_Task directions_.
Convert every line of the records below into a Markdown table with the columns "Row" (the row number) and "Text" (the line), skipping blank lines. Leave the pictures out of the table.

_The records_.
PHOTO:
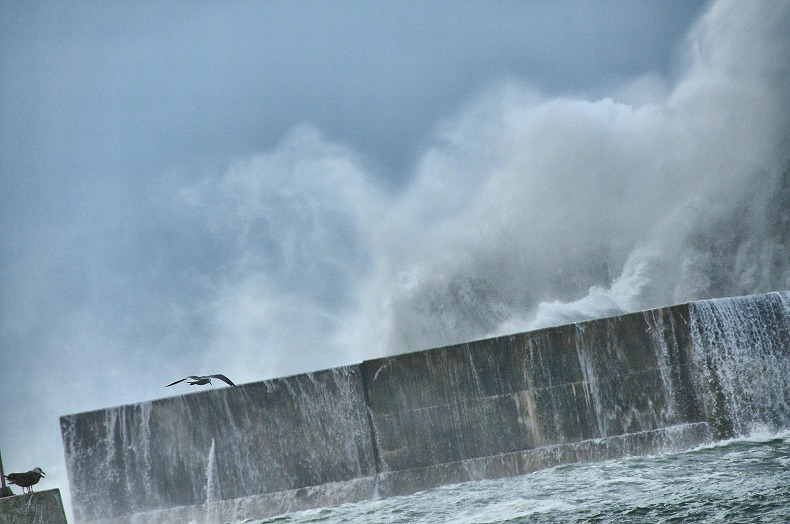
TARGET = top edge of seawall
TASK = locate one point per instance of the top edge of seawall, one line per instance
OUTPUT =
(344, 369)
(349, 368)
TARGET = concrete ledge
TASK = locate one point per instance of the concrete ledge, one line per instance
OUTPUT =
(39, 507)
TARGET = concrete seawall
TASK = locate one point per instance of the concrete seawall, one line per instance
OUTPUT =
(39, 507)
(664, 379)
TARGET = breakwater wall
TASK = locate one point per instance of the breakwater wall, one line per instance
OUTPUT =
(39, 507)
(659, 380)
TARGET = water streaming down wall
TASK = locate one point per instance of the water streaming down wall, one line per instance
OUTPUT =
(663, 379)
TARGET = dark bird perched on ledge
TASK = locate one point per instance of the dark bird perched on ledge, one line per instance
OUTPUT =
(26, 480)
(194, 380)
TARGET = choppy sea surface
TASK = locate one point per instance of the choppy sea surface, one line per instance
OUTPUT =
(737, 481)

_Worked answer_.
| Row | Text |
|---|---|
| 1 | PHOTO: |
| 2 | TARGET = top edge of seawall |
| 3 | TASK = locate one point per instance of the top edge of seawall, one line per instance |
| 4 | OUTPUT = |
| 5 | (344, 369) |
| 6 | (349, 368) |
| 7 | TARGET = concrete ledge |
| 8 | TASK = locate one point per instance of the concrete ledge, one line per instance |
| 9 | OUTPUT = |
| 10 | (39, 507) |
| 11 | TARGET = concrete seawall |
| 12 | TASK = locate one point per instance of the concrete seawall, one line per instance |
| 13 | OUTPUT = |
| 14 | (39, 507) |
| 15 | (664, 379) |
| 16 | TARGET = breakwater wall |
| 17 | TASK = locate one point per instance of the breakwater wall, one line per instance |
| 18 | OUTPUT = |
| 19 | (39, 507) |
| 20 | (659, 380) |
| 21 | TARGET = water streaming down wall |
| 22 | TASK = locate one point per instance of the water streaming down wall, one line per instance |
| 23 | OUTPUT = |
| 24 | (663, 379) |
| 25 | TARGET = dark bird perched on ledge |
| 26 | TASK = locate one point per instance of the dark bird perched on ledge, one line per instance |
| 27 | OUTPUT = |
| 28 | (26, 480) |
| 29 | (194, 380) |
| 30 | TARGET = choppy sea surface |
| 31 | TASK = locate one point per instance of the choppy sea surface, one line per instance |
| 32 | OUTPUT = |
| 33 | (737, 481) |